SOURCE EXCERPT:
━━━

01 Mar 2017
We are glad to announce that, since February 2017, MDAnalysis is officially
a NumFOCUS affiliated
project. With this affiliation, MDAnalysis establishes itself as part of the
wider scientific python ecosystem, and we hope it will open up new opportunities
in the future.
NumFOCUS is a 501(c)(3) nonprofit that supports and
promotes world-class, innovative, open source scientific computing, reproducible
research, and education in data science.
— @MDAnalysis/coredevs
09 Feb 2017
Dear MDAnalysis Community,
We feel the MDAnalysis community is a happy one, and we hope all members
feel the same. As the community grows we want it to stay as welcoming.
In that spirit, MDAnalysis has adopted a
Code of Conduct (CoC) to make
explicit that we as a community value all our present and future
members and embrace our diversity. We are committed to providing a
productive, harassment-free environment for everyone
Please read the full text at
http://mdanalysis.org/pages/conduct/.
All core developers absolutely stand behind the CoC and are fully
committed to ensuring and enforcing that everyone (founders,
developers, anyone communicating on the lists or on GitHub, …)

━━━

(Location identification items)
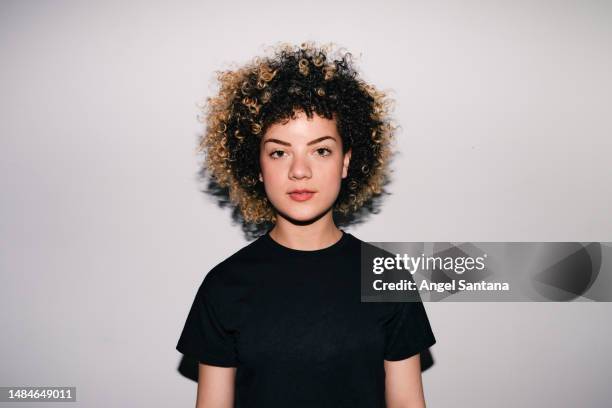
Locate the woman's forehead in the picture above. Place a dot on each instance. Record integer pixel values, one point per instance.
(303, 129)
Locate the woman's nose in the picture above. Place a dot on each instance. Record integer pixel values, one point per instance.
(300, 168)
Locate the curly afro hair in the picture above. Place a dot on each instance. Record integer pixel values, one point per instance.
(272, 89)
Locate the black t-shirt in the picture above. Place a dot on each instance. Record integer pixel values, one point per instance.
(293, 324)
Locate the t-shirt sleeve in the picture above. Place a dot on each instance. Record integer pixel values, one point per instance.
(407, 332)
(204, 336)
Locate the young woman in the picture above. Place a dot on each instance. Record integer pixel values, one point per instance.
(298, 138)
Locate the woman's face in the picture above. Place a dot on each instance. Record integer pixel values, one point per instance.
(303, 154)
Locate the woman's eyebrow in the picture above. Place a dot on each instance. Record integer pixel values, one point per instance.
(309, 143)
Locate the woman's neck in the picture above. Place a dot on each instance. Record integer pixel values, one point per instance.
(310, 237)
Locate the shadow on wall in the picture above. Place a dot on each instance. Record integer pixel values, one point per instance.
(188, 367)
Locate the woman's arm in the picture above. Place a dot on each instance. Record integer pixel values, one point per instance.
(215, 386)
(403, 385)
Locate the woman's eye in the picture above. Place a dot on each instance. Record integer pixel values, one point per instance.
(272, 155)
(323, 151)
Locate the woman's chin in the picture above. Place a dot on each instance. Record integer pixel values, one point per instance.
(304, 215)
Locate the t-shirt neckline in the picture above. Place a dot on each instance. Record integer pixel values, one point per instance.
(338, 245)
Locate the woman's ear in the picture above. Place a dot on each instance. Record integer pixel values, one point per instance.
(346, 161)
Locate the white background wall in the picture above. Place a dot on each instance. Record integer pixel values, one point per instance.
(104, 236)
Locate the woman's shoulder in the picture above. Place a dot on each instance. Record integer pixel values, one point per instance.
(230, 268)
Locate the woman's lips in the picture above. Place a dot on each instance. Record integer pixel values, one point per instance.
(307, 195)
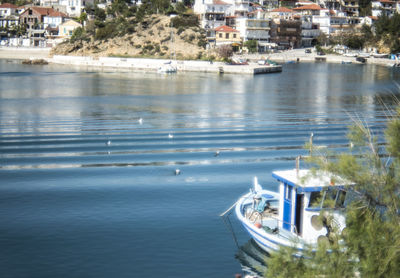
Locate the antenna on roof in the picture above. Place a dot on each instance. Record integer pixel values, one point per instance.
(298, 165)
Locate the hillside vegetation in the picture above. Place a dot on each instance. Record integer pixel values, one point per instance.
(137, 32)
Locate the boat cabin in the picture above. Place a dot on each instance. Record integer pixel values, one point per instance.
(302, 197)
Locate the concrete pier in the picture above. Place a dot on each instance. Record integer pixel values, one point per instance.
(154, 64)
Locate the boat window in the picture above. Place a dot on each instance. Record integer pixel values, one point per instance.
(288, 192)
(341, 197)
(330, 198)
(315, 200)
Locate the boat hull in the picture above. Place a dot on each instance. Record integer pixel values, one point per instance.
(268, 241)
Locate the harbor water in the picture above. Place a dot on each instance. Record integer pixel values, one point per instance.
(88, 160)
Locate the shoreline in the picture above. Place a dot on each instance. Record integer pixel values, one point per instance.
(142, 64)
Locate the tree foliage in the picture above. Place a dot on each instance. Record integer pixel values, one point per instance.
(388, 30)
(370, 245)
(251, 45)
(225, 51)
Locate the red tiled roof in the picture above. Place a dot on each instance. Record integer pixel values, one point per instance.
(57, 14)
(219, 2)
(314, 7)
(305, 1)
(225, 29)
(8, 6)
(48, 12)
(282, 10)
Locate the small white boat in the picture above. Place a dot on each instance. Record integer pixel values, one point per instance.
(167, 68)
(291, 217)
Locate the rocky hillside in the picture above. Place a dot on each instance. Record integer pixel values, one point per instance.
(152, 38)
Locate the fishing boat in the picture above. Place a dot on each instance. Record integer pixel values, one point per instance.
(292, 216)
(167, 67)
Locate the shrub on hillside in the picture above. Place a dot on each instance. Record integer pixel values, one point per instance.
(185, 21)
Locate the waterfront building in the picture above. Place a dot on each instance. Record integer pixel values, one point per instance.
(67, 28)
(350, 7)
(312, 9)
(37, 20)
(227, 35)
(211, 13)
(75, 7)
(8, 15)
(255, 29)
(385, 7)
(282, 12)
(286, 34)
(309, 31)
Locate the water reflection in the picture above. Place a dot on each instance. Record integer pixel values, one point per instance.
(252, 259)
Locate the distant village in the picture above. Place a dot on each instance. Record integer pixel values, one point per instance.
(273, 24)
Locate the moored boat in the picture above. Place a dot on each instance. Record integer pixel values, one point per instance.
(292, 216)
(167, 68)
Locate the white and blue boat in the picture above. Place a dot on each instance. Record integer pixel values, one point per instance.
(292, 216)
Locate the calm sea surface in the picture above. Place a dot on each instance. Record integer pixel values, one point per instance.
(87, 190)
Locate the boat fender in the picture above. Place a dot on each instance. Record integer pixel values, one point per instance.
(257, 186)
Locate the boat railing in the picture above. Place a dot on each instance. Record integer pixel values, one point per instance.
(254, 216)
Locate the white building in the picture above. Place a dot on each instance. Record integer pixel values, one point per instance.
(67, 28)
(383, 6)
(75, 7)
(53, 19)
(7, 9)
(254, 29)
(212, 13)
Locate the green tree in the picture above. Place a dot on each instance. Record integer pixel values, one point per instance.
(251, 45)
(371, 244)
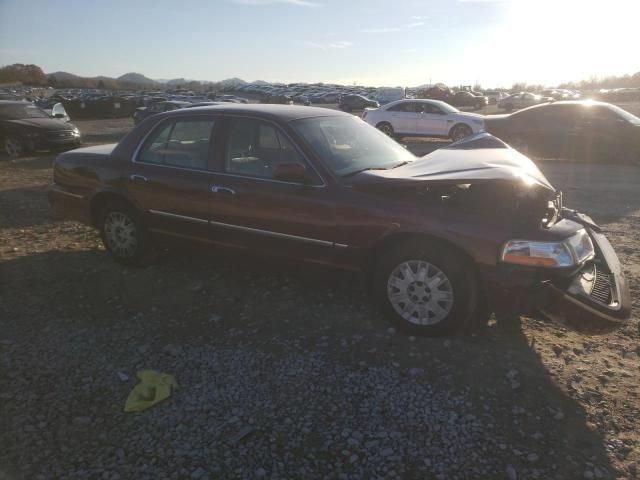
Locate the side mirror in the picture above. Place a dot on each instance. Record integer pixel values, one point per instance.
(290, 172)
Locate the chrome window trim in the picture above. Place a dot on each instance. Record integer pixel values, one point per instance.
(136, 152)
(179, 217)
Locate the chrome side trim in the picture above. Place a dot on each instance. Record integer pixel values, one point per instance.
(69, 194)
(240, 228)
(178, 217)
(273, 234)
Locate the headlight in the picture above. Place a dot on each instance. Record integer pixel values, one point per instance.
(572, 251)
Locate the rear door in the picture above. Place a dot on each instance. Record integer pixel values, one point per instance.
(433, 121)
(252, 209)
(169, 177)
(405, 117)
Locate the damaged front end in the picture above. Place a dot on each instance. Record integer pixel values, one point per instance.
(550, 259)
(594, 299)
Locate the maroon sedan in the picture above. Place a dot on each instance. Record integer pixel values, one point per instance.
(445, 239)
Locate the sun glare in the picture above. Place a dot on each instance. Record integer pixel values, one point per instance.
(551, 41)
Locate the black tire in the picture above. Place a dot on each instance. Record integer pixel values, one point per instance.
(459, 279)
(13, 146)
(386, 128)
(124, 235)
(460, 131)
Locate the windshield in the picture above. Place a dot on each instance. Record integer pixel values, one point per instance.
(629, 117)
(348, 145)
(17, 112)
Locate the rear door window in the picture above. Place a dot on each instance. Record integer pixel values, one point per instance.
(255, 149)
(181, 143)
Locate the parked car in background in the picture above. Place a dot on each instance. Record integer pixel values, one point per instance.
(467, 230)
(158, 107)
(349, 103)
(495, 96)
(521, 100)
(25, 127)
(467, 99)
(581, 130)
(429, 118)
(57, 111)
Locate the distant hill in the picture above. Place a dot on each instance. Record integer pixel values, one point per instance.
(133, 78)
(63, 76)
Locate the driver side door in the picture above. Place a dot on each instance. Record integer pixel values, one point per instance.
(250, 208)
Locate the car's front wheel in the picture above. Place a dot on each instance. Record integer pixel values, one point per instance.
(426, 288)
(13, 147)
(124, 235)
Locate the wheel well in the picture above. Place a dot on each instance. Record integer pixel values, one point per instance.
(391, 241)
(100, 200)
(394, 240)
(457, 125)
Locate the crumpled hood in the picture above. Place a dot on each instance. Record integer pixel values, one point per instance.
(49, 124)
(482, 158)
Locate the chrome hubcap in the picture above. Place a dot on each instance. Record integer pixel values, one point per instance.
(460, 133)
(420, 292)
(120, 233)
(12, 147)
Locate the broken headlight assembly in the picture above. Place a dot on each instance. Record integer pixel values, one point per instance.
(573, 251)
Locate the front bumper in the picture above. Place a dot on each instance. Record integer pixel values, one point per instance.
(595, 299)
(592, 299)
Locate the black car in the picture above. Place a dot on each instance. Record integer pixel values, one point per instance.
(25, 127)
(158, 107)
(578, 130)
(348, 103)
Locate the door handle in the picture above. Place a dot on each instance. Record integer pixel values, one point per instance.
(138, 179)
(224, 190)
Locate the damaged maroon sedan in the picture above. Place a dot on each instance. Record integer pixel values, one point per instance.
(445, 239)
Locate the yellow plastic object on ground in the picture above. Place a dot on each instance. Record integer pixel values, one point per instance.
(153, 388)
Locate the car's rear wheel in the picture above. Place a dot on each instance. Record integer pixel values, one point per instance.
(386, 128)
(124, 235)
(426, 288)
(460, 131)
(13, 147)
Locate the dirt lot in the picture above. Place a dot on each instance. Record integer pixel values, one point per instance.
(290, 372)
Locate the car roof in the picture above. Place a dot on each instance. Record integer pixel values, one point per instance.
(565, 102)
(280, 112)
(15, 102)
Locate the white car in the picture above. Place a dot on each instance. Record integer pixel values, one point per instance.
(424, 118)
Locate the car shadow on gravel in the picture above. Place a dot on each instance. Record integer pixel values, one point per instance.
(167, 316)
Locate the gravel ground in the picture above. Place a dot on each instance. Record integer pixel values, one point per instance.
(290, 372)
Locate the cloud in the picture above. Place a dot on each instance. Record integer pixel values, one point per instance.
(339, 45)
(417, 22)
(297, 3)
(381, 30)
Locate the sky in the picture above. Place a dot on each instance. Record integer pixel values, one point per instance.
(368, 42)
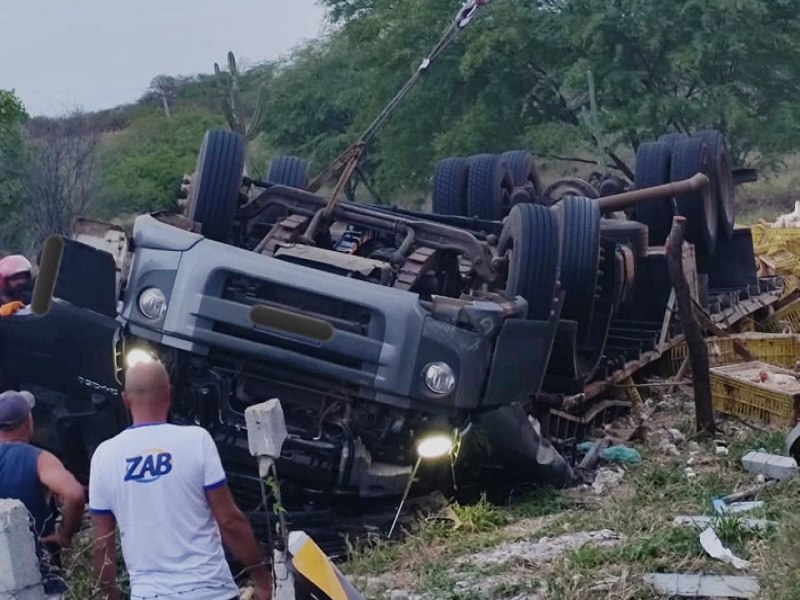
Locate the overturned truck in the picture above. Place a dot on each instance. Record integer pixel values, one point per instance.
(376, 327)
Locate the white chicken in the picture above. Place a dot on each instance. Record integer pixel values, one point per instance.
(776, 378)
(789, 220)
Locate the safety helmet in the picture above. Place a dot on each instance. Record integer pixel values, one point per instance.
(14, 265)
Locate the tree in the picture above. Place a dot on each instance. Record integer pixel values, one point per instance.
(518, 76)
(165, 88)
(59, 175)
(141, 168)
(233, 108)
(12, 118)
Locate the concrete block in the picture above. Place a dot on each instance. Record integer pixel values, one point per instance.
(266, 428)
(687, 585)
(702, 522)
(792, 447)
(19, 568)
(772, 466)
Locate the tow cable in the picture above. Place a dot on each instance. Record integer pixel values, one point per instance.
(349, 160)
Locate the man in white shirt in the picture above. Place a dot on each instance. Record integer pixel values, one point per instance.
(165, 488)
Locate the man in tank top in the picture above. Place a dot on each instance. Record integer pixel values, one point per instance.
(32, 476)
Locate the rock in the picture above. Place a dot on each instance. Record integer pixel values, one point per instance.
(687, 585)
(541, 551)
(770, 465)
(669, 448)
(606, 479)
(675, 436)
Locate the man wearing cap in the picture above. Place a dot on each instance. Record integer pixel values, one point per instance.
(16, 284)
(32, 476)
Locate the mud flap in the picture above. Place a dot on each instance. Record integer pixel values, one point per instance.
(310, 574)
(520, 451)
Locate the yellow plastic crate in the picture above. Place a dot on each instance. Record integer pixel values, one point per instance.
(786, 317)
(780, 262)
(733, 392)
(790, 284)
(774, 348)
(769, 239)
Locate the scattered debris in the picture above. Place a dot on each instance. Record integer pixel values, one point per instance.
(541, 551)
(792, 447)
(703, 586)
(619, 453)
(703, 522)
(675, 436)
(713, 545)
(607, 479)
(772, 466)
(722, 508)
(748, 493)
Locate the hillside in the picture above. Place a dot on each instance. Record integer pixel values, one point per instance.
(582, 81)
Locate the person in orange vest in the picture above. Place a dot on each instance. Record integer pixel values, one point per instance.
(16, 284)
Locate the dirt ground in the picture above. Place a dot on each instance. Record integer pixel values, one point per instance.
(597, 541)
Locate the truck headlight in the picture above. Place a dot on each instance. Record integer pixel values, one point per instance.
(439, 378)
(138, 355)
(152, 303)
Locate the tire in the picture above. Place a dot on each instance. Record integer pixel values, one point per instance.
(530, 236)
(653, 168)
(522, 169)
(689, 157)
(723, 178)
(289, 171)
(214, 193)
(449, 195)
(488, 188)
(581, 253)
(626, 232)
(671, 138)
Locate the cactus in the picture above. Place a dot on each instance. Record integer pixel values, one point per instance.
(230, 99)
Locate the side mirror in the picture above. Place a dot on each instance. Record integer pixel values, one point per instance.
(49, 267)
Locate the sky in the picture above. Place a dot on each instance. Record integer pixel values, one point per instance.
(96, 54)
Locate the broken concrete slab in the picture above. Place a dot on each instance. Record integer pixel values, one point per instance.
(792, 445)
(721, 507)
(541, 551)
(773, 466)
(701, 522)
(713, 545)
(688, 585)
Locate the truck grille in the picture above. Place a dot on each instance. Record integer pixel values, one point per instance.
(342, 315)
(353, 320)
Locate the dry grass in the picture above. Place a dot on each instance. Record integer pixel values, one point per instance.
(641, 510)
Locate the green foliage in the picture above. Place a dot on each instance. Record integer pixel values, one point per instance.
(12, 117)
(143, 165)
(517, 77)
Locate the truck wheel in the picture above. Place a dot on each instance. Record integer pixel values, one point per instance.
(289, 171)
(488, 188)
(214, 193)
(671, 138)
(449, 195)
(723, 177)
(522, 169)
(580, 261)
(530, 240)
(626, 232)
(689, 157)
(652, 169)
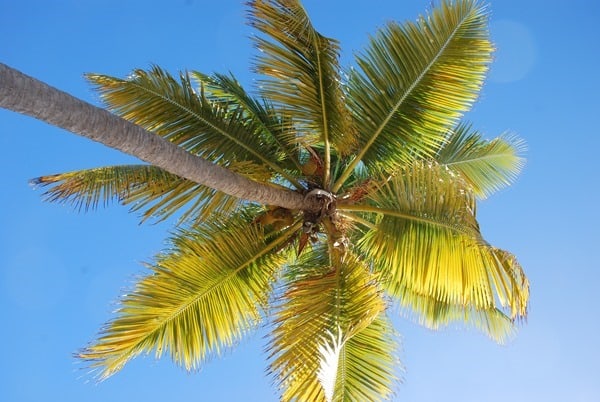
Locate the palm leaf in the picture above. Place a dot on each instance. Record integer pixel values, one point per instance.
(435, 314)
(173, 109)
(321, 310)
(424, 237)
(302, 66)
(150, 189)
(415, 82)
(202, 296)
(487, 165)
(369, 363)
(273, 128)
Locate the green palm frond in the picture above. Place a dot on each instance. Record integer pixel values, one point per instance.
(275, 129)
(487, 165)
(202, 296)
(415, 82)
(425, 238)
(432, 313)
(155, 192)
(303, 70)
(173, 109)
(321, 310)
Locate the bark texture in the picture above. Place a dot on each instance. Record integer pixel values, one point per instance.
(26, 95)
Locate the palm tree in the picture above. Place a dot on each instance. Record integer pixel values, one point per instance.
(313, 206)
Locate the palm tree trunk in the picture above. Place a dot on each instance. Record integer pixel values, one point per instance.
(23, 94)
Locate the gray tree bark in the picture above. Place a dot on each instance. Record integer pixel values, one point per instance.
(26, 95)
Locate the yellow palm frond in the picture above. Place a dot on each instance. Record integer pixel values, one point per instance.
(155, 192)
(415, 82)
(487, 165)
(424, 237)
(369, 363)
(303, 70)
(435, 314)
(321, 310)
(202, 296)
(175, 110)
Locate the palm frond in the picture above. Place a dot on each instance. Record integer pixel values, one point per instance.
(415, 82)
(173, 109)
(425, 238)
(303, 70)
(155, 192)
(275, 129)
(432, 313)
(487, 165)
(202, 296)
(368, 371)
(322, 309)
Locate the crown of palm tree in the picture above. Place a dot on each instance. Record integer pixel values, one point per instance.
(394, 175)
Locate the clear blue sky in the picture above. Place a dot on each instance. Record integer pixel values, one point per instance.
(61, 271)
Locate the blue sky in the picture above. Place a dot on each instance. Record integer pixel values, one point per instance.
(61, 271)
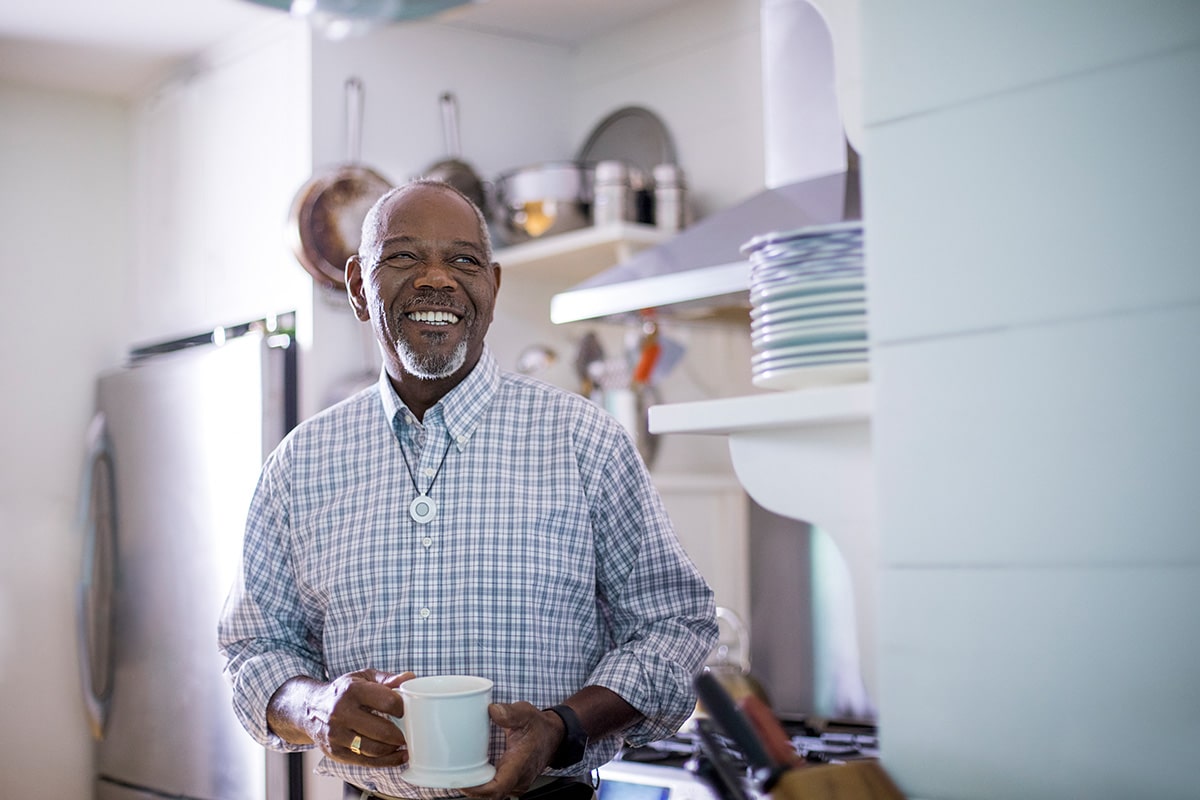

━━━

REQUIRED WORK:
**a.** Using the MDAnalysis news page, say whether each statement agrees with it: (i) MDAnalysis became a NumFOCUS affiliated project in February 2017; (ii) NumFOCUS is a for-profit company; (iii) the full Code of Conduct can be read at a web address the page gives. For each, answer yes or no and quote the words from the news page that decide it.
**b.** Write out the MDAnalysis news page between "01 Mar 2017" and "in data science.", inclusive, swapping "opportunities" for "possibilities".
**c.** Finish out the next part of the MDAnalysis news page, picking up right after its last sentence.

ANSWERS TO THE EXERCISES:
**a.**
(i) Yes: "since February 2017, MDAnalysis is officially a NumFOCUS affiliated project"
(ii) No: "NumFOCUS is a 501(c)(3) nonprofit"
(iii) Yes: "Please read the full text at http://mdanalysis.org/pages/conduct/."

**b.**
01 Mar 2017
We are glad to announce that, since February 2017, MDAnalysis is officially
a NumFOCUS affiliated
project. With this affiliation, MDAnalysis establishes itself as part of the
wider scientific python ecosystem, and we hope it will open up new possibilities
in the future.
NumFOCUS is a 501(c)(3) nonprofit that supports and
promotes world-class, innovative, open source scientific computing, reproducible
research, and education in data science.

**c.**
respects each other as outlined in the CoC.
But it’s not only core developers who are responsible for making our’s
an inclusive community in which everyone feels they can productively
participate. It actually need to be all of us. A community is based on
the interactions of individuals and the sum of their values defines
their community. The CoC means that everyone in MDAnalysis agrees to
share a common set of core values and, importantly, to act according
to these values in all interactions in our community.
If you feel you suffered from harassment or intimidation or were made
feel uncomfortable then please speak up: the CoC has links to
communicate safely with a
subset of the core developers who have taken on the responsibility to
follow up on CoC violations. If you observe that someone else is being
harassed please speak up – during the incident, if possible, or
through the above channels.
Establishing the CoC was not prompted by any incident. Rather, the
core developers recognized that making explicit the rules and values
of our community is simply a good idea, and we follow many of the
major open source projects such as Django and Jupyter (from which we
heavily borrowed –
thank you!).
— @MDAnalysis/coredevs
17 Dec 2016
We are happy to announce that the ENCORE ensemble similarity library has
been integrated in the next version of MDAnalysis as
MDAnalysis.analysis.encore.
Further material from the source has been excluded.